* **Problem to work on**
Copy out every line of the listing below that contains the word "blue", matching upper and lower case exactly.

* **Exercise inputs**
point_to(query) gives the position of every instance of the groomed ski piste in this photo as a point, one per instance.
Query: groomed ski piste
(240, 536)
---
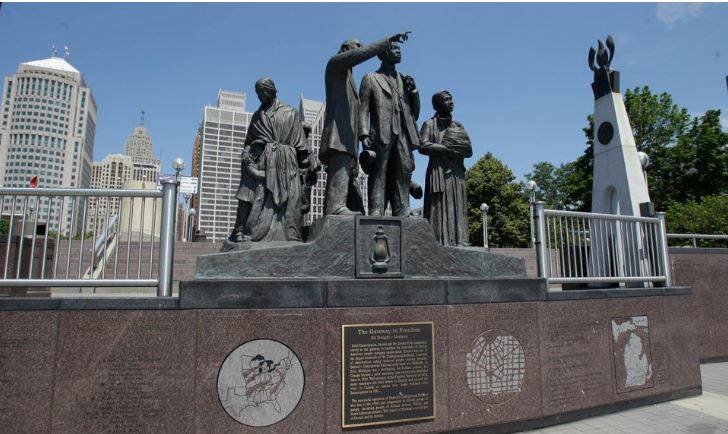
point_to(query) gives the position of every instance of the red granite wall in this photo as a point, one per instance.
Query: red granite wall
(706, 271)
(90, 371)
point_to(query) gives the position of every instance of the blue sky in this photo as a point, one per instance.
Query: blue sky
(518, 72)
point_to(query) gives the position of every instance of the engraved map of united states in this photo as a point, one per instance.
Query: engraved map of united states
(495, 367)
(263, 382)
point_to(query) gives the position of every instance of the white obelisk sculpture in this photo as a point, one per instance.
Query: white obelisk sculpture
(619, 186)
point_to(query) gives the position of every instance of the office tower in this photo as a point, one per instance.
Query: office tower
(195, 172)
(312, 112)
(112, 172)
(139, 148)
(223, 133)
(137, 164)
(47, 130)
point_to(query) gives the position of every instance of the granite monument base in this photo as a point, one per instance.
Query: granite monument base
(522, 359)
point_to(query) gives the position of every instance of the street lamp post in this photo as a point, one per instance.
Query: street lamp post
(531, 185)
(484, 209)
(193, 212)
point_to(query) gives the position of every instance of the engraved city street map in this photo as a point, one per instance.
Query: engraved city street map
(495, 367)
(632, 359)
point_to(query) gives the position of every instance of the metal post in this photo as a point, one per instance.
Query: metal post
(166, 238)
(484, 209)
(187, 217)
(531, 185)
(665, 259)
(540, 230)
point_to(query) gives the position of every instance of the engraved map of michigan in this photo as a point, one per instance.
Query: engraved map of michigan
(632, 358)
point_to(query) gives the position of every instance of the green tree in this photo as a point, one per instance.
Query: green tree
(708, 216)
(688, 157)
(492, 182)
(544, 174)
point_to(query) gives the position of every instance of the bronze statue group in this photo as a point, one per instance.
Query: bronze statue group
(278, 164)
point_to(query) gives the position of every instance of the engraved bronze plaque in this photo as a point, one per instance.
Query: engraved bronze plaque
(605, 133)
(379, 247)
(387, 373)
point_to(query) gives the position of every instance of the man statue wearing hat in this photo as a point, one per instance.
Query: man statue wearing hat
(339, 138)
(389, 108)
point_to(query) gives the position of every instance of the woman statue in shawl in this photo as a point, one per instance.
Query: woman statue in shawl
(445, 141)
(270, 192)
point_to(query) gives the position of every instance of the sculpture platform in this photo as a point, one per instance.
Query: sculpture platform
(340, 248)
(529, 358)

* **Written solution**
point_to(query) gives the position of every instance of the blue sky in this photo as a point, one per instance.
Query: blue sky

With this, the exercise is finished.